[Stored data entries]
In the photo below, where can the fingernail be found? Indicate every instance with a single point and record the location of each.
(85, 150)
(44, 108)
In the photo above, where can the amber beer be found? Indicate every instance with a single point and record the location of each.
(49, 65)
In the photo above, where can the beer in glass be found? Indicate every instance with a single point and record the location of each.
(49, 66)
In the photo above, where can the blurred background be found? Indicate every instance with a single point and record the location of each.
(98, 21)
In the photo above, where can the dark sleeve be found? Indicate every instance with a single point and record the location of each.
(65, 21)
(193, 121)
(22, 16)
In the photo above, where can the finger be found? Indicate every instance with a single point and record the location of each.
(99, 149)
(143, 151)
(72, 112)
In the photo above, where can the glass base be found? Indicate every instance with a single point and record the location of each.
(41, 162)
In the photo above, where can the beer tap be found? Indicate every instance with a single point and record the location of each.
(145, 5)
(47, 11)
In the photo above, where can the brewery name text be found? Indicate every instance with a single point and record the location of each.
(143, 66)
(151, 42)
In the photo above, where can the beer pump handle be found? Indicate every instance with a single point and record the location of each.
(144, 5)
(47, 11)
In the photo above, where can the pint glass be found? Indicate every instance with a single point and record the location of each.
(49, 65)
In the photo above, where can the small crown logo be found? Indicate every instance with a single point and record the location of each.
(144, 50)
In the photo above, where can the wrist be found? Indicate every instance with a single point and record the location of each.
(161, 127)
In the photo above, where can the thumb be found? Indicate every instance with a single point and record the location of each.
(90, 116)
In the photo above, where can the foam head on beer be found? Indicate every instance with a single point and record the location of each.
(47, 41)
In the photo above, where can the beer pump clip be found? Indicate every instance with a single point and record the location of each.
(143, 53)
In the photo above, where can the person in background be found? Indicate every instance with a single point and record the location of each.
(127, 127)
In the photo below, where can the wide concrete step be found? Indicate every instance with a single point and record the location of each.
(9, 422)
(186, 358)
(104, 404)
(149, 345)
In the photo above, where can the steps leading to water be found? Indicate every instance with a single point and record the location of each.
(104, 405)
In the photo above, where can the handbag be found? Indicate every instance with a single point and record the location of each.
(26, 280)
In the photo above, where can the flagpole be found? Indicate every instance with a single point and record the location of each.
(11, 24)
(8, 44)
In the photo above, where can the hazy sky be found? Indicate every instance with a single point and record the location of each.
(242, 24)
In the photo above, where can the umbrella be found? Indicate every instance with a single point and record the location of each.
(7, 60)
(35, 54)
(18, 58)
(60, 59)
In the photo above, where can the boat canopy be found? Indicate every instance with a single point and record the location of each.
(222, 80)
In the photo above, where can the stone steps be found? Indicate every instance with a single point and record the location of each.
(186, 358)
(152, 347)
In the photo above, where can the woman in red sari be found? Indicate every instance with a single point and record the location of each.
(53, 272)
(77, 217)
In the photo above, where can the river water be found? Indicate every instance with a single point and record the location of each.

WHAT TO DO:
Output the data above in full and exactly.

SOLUTION TO THE EXERCISE:
In the photo below, where can the fingernail be found? Indicate every instance with a single point and record the location of each.
(85, 150)
(44, 108)
In the photo above, where can the amber beer be found? Indicate every instance with a single point and record the location of each.
(49, 65)
In the photo above, where can the beer in glass be found? Indicate every instance with a single point and record the location of each.
(49, 66)
In the photo above, where can the blurred background be found? Indicate every instance with a single point and record the location of each.
(98, 21)
In the photo above, where can the dark sleeve be found? Indicate every instance with a single point and record the location of each.
(65, 21)
(193, 121)
(22, 16)
In the photo above, where can the finger be found? Indicate every instance with a single point and record the location of each.
(99, 149)
(143, 151)
(72, 112)
In the photo above, where can the glass base be found? Indicate every instance with a single point and record the location of each.
(41, 162)
In the photo above, where can the beer tap be found? Indicate every instance with a single point and record the location of each.
(145, 5)
(47, 11)
In the photo above, where can the brewery name text be found? Indicate every instance with a single point and record the location of each.
(143, 66)
(151, 42)
In the photo above, where can the beer pump handle be found? Indicate every instance with a single point and record the location of each.
(144, 5)
(47, 11)
In the photo above, where can the pint glass be found? Indicate every instance with a single point and record the location of each.
(49, 65)
In the photo above, where can the small crown logo be found? Indicate every instance with a single point and record the location of each.
(144, 50)
In the photo above, where can the wrist be found? Indicate every instance with a single point and record the location of each.
(161, 127)
In the photo above, where can the thumb be found? Indicate every instance with a single point and record the location of each.
(90, 116)
In the photo above, where can the foam head on beer be found? Indicate every instance with a single point and record the location of each.
(47, 41)
In the photo above, where can the beer pump clip be found? Indicate every instance with a single point and record the location of each.
(143, 53)
In the photo above, where can the person in background be found? Indicate every instance with a single point and record the location of each.
(127, 127)
In the photo below, where can the wide concrete step be found? Indicate every instance with a single point and record the location of each.
(9, 422)
(186, 358)
(104, 404)
(149, 345)
In the photo above, where can the steps leading to water be found? Indicate every instance with a single point and record the location of each.
(104, 405)
In the photo above, where can the handbag be found? Indicate every instance with a single point and record the location of each.
(26, 280)
In the photo above, where can the flagpole be found? Indicate every instance with a single point and record the location of each.
(11, 24)
(8, 44)
In the photo above, where can the hazy sky be found? Indicate every instance with a single point and record the location of each.
(242, 24)
In the photo above, where can the umbrella be found? Indicate every instance with a single point and record the location of each.
(7, 60)
(35, 54)
(18, 58)
(60, 59)
In the photo above, where can the boat canopy be found? Indicate every instance with a single point and record the location of each.
(222, 80)
In the photo above, where can the stone steps be found? Indicate every instance with a single point and record the location of each.
(186, 358)
(152, 347)
In the photo above, where can the woman in red sari be found? Indicate every instance with a single point and record the location of each.
(53, 272)
(77, 217)
In the photo above, where can the river water be found? Indicate every instance with a single point and record the location of each.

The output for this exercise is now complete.